Source : INSEE comptes nationaux

 Réflexion :

A votre avis comment évoluera la structure de la population active en France dans les années à venir ?

Des gains de productivité ne sont-ils pas possibles dans le secteur non-marchand ?

A partir de cette dernière question faire la différence entre croissance intensive et croissance extensive.

Croissance extensive : l'augmentation de la production croît proportionnellement à l'augmentation des facteurs de production, c'est souvent le cas du secteur non-marchand dans lequel les fonctionnaires exigent davantage d'argent et de personnel pour effectuer les tâches qui leur sont appliquées. Dans ce cas la croissance se fait sans augmentation de la productivité.

Croissance intensive : l'augmentation de la production se fait sans augmenter les facteurs de production, elle passe par une augmentation de la productivité souvent induite par le progrès technique et la flexibilité.

Expliquez la phrase en italique.

        B. Un modèle réaliste

Les conditions de vie dans le temps et l'espace

            1. Un développement lent étapes par étapes

Mis à part lors de quelques périodes de développement accompagnées de découvertes scientifiques, comme lors de l'Antiquité grecque et romaine, le Moyen-âge s'étendant des invasions barbares à la Renaissance (du cinquième au seizième siècle) est une période de croissance zéro voire négative sur certaines périodes de guerre et d'épidémie. C'est tout de même à partir du onzième et douzième siècle que quelques villes se développent comme celles des Flandres, de Venise, de Florence et que des grandes foires rassemblent les marchands et les banquiers. La Révolution agraire fut véritable le premier stade des développements ultérieurs. Commencée en Angleterre avec les enclosures permettant de développer la propriété foncière, elle fut couplée aux technologies telles que la rotation des cultures et les premières machines agricoles. Elle mettra fin au mythe malthusien d'un décalage entre la croissance de la production agricole et celle de la population. Ainsi, avec la phase de démarrage le commerce international devint intercontinental et le rythme de croissance de la production par habitant se développa mais faiblement, de l'ordre de 0,2 à 0,3 % par an du dix-huitième siècle au début du dix-neuvième siècle.

▶ _Lignes enregistrées_
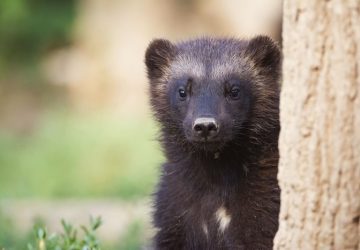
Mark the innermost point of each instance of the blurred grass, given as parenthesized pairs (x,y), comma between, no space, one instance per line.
(71,155)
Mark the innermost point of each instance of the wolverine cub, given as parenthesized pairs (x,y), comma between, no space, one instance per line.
(217,102)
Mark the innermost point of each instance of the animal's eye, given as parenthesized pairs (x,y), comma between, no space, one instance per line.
(182,93)
(234,93)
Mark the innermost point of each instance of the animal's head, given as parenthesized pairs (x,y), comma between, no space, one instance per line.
(207,93)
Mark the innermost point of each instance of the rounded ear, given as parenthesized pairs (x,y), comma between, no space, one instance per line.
(158,56)
(265,53)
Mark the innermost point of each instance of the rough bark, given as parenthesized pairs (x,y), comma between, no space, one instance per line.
(319,172)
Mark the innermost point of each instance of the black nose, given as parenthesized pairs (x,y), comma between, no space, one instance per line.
(206,127)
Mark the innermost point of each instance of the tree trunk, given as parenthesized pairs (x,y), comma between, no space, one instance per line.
(319,172)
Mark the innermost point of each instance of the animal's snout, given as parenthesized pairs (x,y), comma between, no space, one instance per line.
(205,127)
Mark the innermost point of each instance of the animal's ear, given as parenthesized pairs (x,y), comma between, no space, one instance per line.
(265,53)
(158,56)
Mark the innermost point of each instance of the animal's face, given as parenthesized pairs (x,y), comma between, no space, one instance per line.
(204,91)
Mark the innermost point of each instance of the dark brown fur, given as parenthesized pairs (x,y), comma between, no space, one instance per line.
(239,174)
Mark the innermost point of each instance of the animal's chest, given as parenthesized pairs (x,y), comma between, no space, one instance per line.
(210,222)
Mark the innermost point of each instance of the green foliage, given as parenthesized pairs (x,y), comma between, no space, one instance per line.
(71,155)
(68,240)
(30,28)
(133,239)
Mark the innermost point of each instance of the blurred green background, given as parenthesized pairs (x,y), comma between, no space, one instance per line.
(76,133)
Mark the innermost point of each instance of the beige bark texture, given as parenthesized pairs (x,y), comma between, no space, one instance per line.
(319,171)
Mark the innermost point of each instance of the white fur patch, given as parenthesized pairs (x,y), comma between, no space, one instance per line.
(223,218)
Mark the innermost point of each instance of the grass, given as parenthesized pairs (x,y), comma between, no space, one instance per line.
(70,155)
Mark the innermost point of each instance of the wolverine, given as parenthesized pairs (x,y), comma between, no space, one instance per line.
(217,104)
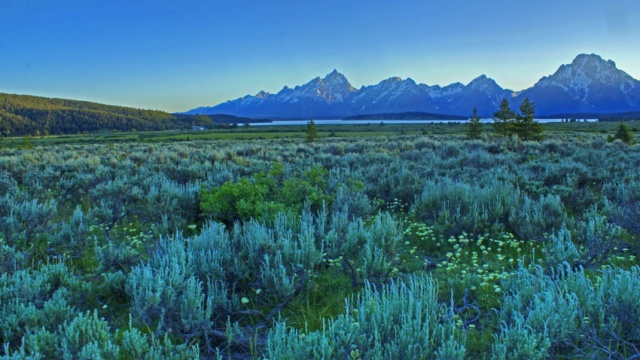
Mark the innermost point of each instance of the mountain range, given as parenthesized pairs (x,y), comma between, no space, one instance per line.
(589,84)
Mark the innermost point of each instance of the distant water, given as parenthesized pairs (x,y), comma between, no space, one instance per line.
(377,122)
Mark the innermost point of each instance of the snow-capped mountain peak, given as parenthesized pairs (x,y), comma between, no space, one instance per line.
(587,84)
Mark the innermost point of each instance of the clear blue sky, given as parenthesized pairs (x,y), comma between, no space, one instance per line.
(177,55)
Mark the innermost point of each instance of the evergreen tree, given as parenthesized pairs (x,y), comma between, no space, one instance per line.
(525,126)
(503,119)
(474,128)
(311,132)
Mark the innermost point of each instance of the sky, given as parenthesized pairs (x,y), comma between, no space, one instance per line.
(178,55)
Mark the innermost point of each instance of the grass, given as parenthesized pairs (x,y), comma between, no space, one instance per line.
(295,131)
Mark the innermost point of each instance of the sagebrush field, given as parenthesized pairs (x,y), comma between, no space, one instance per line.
(416,246)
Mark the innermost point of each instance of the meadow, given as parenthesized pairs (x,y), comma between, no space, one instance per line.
(373,242)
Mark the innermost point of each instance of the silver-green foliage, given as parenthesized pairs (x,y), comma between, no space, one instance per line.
(397,321)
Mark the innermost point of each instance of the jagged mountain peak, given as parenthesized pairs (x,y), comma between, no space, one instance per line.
(588,83)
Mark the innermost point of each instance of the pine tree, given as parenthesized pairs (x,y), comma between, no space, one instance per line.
(623,134)
(311,132)
(503,119)
(474,128)
(525,126)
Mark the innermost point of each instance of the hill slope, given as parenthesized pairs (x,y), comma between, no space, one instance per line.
(33,115)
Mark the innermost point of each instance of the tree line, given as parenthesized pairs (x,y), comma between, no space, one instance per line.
(22,115)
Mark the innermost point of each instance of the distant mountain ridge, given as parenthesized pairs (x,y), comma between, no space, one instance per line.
(588,85)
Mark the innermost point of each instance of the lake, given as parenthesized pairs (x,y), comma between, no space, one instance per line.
(376,122)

▶ _Exercices_
(1) Indiquez si chacune des affirmations suivantes concorde avec l'extrait sur la croissance, en répondant par oui ou par non et en citant mot pour mot les termes de l'extrait qui permettent de trancher.
(a) Dans la croissance extensive, la productivité n'augmente pas.
(b) La Révolution agraire a commencé dans les Flandres.
(c) Du dix-huitième au début du dix-neuvième siècle, la production par habitant a progressé d'environ 2 à 3 % par an.
(2) D'après l'extrait sur la croissance, expliquez en une à trois phrases comment la croissance intensive accroît la production sans augmenter les facteurs de production.
(3) Poursuivez l'extrait sur la croissance à partir de l'endroit où il s'arrête.
Les lignes enregistrées ne sont d'aucune utilité ici.

▶ _Réponses dans l'ordre_
(1)
(a) Oui : « Dans ce cas la croissance se fait sans augmentation de la productivité. »
(b) Non : « Commencée en Angleterre avec les enclosures »
(c) Non : « de l'ordre de 0,2 à 0,3 % par an »

(2) La croissance intensive repose sur une hausse de la productivité. Cette hausse est souvent induite par le progrès technique et la flexibilité.

(3)
La Révolution industrielle permet ensuite le décollage, le niveau de vie de la population se développe avec un taux de croissance annuel par habitant de 1 à 2 % en France et pratiquement le double en Grande-Bretagne et au Etats-Unis. La maturité correspond au début des "30 Glorieuses". Cette période s'échelonne de 1950 à la crise de 1973, période durant laquelle le PIB a été multiplié par plus de 3 avec un rythme de croissance annuel de 5,4 %.  L'enrichissement de la population a trouvé un débouché idéal dans des temples de la consommation : les "grandes surfaces", le premier supermarché apparaissant en France en 1963, date qui marque le début de la phase de consommation de masse, ainsi de 1960 à 2000 la croissance en volume de la consommation des ménages français a été multipliée par 3,2. La consommation de masse répondait à une production de masse, celle-là même qui explique le fort taux de croissance et qui fut permise notamment par des économies d'échelle importantes avec la standardisation des produits industriels permise par la révolution qu'introduisit Henri Ford dans la production dès l'entre-deux guerre aux Etats-Unis.

                2. Un développement accéléré dans les NPI

Les habitants des NPI d'Asie du Sud Est : Corée du Sud, Hong Kong, Singapour, Taïwan ont connu des taux de croissance de 7 % par an dans les années 80, ce qui a permis au revenu moyen par habitant de doubler tous les 10 ans. Cela signifie que le niveau de vie d'individus qui figuraient parmi les plus pauvres du monde et qui correspondait à la société traditionnelle, a pu  en l'espace d'une génération devenir comparable à celui des habitants des pays riches. Comment expliquer cela et comment expliquer qu'en Afrique le niveau de vie stagne, que les Argentins, parmi les plus riches au monde au début du vingtième siècle se soient fait largement distancer dans la course au mieux-être ?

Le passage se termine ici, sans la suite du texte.